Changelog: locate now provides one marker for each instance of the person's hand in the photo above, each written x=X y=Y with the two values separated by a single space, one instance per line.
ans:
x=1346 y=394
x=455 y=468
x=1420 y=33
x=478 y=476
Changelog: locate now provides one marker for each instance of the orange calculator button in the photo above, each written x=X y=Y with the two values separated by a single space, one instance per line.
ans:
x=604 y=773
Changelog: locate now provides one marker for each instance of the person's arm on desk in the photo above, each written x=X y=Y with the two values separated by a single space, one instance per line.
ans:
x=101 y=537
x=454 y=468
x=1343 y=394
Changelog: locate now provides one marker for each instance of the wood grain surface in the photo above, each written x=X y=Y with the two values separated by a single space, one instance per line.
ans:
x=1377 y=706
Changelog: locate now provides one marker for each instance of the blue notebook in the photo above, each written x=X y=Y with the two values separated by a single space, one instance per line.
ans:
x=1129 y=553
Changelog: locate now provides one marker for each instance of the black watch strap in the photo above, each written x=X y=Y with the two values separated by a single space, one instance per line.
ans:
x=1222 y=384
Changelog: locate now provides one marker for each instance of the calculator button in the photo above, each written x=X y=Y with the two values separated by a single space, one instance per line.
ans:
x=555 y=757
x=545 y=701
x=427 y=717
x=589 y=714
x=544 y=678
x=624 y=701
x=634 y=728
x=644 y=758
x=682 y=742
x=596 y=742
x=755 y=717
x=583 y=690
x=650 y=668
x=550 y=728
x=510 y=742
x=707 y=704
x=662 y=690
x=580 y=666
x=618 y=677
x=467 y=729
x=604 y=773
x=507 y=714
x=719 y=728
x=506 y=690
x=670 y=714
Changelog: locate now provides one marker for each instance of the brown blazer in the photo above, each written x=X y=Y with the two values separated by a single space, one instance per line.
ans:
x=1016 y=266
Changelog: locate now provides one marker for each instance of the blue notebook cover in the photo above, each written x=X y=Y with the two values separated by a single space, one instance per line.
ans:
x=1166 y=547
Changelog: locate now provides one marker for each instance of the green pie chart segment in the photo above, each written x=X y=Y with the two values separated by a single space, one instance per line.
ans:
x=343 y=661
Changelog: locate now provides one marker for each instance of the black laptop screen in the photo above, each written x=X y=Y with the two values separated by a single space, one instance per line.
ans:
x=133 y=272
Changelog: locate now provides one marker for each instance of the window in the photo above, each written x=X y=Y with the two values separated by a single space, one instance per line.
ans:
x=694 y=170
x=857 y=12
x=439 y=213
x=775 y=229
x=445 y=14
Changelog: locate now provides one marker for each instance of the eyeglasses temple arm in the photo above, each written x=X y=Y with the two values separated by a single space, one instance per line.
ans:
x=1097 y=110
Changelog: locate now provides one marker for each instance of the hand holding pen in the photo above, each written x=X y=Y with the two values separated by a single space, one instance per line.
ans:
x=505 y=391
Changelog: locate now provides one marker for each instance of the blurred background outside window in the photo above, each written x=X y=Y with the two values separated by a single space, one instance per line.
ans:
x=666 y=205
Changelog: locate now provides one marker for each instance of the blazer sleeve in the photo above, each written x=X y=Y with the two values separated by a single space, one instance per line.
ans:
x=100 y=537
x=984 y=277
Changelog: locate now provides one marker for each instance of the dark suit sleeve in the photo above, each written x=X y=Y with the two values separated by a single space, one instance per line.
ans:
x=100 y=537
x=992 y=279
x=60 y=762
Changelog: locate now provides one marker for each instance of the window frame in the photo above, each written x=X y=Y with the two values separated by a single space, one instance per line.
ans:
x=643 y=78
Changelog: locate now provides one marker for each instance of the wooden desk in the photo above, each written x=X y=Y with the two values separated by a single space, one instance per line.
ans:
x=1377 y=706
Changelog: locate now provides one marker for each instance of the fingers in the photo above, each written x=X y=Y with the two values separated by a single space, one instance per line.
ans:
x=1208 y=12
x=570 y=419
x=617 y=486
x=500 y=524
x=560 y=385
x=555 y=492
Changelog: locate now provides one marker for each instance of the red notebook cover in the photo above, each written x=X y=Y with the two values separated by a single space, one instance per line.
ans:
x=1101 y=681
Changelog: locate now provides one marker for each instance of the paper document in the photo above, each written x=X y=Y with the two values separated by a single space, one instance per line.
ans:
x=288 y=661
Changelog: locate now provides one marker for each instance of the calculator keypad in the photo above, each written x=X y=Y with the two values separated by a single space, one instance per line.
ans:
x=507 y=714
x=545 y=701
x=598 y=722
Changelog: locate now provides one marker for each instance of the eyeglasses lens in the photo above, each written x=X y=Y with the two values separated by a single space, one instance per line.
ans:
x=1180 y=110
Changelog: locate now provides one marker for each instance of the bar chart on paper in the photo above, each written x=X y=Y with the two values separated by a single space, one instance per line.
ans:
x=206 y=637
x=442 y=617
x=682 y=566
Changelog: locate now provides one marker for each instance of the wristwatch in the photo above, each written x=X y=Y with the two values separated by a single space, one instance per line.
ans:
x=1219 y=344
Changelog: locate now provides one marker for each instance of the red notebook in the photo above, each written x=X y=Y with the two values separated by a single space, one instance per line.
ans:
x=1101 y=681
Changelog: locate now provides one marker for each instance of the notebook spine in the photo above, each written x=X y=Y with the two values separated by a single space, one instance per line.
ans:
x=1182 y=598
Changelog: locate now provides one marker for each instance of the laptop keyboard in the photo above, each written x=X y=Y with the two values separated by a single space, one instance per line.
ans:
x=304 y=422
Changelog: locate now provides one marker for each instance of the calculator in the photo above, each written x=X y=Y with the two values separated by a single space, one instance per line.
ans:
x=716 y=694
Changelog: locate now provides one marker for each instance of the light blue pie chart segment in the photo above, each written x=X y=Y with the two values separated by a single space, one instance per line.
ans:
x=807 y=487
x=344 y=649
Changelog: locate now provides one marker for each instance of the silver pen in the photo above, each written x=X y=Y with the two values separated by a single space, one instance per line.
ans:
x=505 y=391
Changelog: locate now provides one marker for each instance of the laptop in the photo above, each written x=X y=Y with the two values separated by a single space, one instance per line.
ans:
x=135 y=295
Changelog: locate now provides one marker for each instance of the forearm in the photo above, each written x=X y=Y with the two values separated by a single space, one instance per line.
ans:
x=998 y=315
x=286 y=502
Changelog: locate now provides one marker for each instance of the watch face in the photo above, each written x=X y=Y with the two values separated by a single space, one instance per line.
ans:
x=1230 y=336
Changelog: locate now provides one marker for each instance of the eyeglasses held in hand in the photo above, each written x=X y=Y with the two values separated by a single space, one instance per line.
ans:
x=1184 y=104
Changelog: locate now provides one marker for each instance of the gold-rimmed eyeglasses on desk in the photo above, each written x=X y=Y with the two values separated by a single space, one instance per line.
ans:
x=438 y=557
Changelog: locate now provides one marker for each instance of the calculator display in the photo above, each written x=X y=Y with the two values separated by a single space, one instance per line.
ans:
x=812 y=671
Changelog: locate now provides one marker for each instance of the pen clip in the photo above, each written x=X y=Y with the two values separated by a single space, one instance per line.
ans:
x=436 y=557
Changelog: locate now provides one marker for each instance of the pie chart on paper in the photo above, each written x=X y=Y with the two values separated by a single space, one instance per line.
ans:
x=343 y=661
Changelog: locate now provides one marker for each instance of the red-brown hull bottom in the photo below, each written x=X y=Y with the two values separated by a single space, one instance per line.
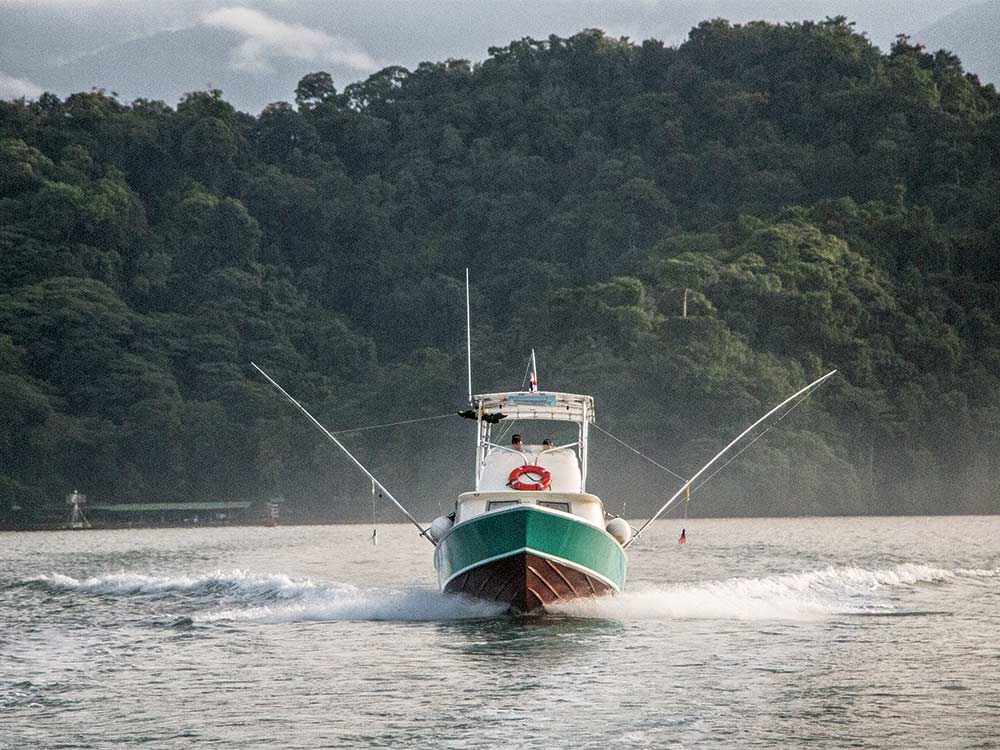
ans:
x=526 y=582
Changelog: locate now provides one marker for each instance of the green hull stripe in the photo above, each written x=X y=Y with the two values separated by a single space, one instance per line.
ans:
x=537 y=553
x=548 y=534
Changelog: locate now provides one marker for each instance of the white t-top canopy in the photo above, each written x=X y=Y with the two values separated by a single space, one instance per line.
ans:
x=558 y=407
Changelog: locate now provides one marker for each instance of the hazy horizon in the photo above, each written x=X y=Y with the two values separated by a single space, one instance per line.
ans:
x=256 y=51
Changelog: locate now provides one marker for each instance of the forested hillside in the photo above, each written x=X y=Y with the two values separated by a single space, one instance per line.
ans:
x=826 y=205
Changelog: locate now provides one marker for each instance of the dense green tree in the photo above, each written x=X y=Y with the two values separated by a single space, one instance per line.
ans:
x=690 y=233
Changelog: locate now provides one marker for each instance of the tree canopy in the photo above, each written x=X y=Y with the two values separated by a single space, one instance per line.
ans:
x=817 y=202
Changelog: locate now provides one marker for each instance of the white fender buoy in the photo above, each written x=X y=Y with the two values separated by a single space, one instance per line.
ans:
x=620 y=529
x=441 y=526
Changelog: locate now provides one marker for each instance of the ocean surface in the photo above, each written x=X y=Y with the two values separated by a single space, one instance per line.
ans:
x=845 y=632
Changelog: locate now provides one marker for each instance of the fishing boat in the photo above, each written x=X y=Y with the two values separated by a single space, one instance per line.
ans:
x=530 y=534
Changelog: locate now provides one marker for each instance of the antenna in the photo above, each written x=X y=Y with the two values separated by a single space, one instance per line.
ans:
x=468 y=333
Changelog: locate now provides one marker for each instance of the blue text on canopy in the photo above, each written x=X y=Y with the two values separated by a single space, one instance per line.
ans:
x=534 y=399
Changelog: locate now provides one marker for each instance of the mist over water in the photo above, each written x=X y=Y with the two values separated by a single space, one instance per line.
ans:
x=845 y=632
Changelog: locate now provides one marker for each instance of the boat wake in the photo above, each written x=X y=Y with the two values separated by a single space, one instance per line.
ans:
x=239 y=596
x=243 y=596
x=809 y=595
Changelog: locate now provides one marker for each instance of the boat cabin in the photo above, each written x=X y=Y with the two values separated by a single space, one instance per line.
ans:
x=560 y=486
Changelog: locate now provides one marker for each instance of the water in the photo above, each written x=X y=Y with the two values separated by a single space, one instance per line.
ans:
x=881 y=633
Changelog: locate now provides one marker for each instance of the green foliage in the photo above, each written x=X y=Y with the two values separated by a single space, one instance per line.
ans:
x=808 y=200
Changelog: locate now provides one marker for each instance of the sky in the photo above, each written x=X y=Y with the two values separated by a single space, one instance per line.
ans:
x=257 y=50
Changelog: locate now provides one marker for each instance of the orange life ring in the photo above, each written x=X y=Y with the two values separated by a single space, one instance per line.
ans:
x=544 y=478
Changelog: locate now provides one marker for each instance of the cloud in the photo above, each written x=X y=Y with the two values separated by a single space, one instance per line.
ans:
x=15 y=88
x=266 y=38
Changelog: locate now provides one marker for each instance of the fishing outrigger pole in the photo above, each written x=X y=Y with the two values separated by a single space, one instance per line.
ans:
x=686 y=487
x=333 y=439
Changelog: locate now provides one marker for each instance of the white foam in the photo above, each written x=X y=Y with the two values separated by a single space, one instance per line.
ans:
x=243 y=596
x=403 y=605
x=278 y=598
x=796 y=596
x=237 y=582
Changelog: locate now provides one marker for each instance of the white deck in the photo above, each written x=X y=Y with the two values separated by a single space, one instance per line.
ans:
x=561 y=463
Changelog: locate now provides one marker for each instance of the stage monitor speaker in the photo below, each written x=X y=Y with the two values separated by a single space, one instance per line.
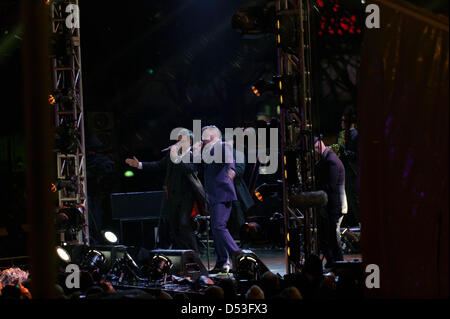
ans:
x=186 y=263
x=139 y=205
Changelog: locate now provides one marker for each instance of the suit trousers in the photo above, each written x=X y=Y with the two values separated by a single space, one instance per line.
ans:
x=225 y=245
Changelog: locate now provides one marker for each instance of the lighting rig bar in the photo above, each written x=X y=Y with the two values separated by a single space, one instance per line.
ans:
x=294 y=63
x=67 y=100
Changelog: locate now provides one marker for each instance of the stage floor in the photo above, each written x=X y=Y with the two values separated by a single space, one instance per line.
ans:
x=273 y=258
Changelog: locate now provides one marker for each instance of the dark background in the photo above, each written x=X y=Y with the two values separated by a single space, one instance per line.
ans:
x=151 y=66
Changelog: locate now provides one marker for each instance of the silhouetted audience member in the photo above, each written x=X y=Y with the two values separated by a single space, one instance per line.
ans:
x=291 y=293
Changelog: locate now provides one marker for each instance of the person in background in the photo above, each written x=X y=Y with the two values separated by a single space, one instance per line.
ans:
x=330 y=174
x=348 y=153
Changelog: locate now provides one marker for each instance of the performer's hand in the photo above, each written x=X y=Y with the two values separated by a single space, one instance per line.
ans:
x=231 y=174
x=133 y=162
x=197 y=147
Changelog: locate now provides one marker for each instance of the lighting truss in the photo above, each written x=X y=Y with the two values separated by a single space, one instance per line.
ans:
x=296 y=126
x=68 y=109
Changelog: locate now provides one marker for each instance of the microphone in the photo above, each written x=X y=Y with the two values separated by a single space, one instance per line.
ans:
x=309 y=199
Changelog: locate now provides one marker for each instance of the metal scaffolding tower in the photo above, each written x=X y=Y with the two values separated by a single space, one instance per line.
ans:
x=293 y=36
x=67 y=99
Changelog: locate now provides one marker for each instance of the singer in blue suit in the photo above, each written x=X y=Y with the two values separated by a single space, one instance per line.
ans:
x=220 y=192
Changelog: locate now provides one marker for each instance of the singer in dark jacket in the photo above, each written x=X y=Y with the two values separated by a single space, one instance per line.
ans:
x=330 y=173
x=181 y=194
x=220 y=193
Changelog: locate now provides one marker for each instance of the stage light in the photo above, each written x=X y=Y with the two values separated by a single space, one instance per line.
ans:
x=63 y=254
x=128 y=173
x=94 y=260
x=110 y=236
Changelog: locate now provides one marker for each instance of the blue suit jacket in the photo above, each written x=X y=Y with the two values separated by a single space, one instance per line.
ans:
x=219 y=187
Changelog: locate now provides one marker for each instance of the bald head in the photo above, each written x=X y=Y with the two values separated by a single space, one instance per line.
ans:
x=211 y=134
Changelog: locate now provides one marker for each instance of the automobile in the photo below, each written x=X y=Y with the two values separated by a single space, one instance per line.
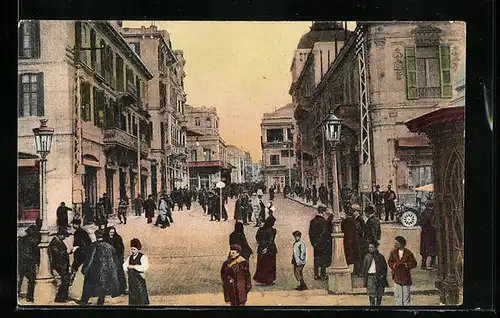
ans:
x=411 y=206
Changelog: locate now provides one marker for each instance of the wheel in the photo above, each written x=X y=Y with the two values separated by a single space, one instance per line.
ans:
x=409 y=219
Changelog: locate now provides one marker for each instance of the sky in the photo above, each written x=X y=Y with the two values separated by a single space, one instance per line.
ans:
x=241 y=68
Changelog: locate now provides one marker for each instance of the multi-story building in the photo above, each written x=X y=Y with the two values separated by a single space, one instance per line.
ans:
x=166 y=105
x=85 y=79
x=278 y=147
x=385 y=74
x=207 y=160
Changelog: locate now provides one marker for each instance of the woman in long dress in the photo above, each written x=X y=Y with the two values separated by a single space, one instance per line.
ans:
x=266 y=253
x=136 y=265
x=113 y=238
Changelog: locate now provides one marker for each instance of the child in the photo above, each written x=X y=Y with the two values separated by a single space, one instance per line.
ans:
x=299 y=259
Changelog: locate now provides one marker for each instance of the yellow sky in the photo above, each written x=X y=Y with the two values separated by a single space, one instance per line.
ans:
x=241 y=68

=== Task ===
Repeat the lines of the listing above, starting from the first line and continuing up to and including the line with "x=478 y=476".

=== Expected output ===
Changelog: locate now provides one marker for each instance of the person's hand in the photo above, each written x=X y=Y with the two values separated by a single space, one instance per line.
ans:
x=1346 y=394
x=455 y=468
x=1420 y=33
x=478 y=476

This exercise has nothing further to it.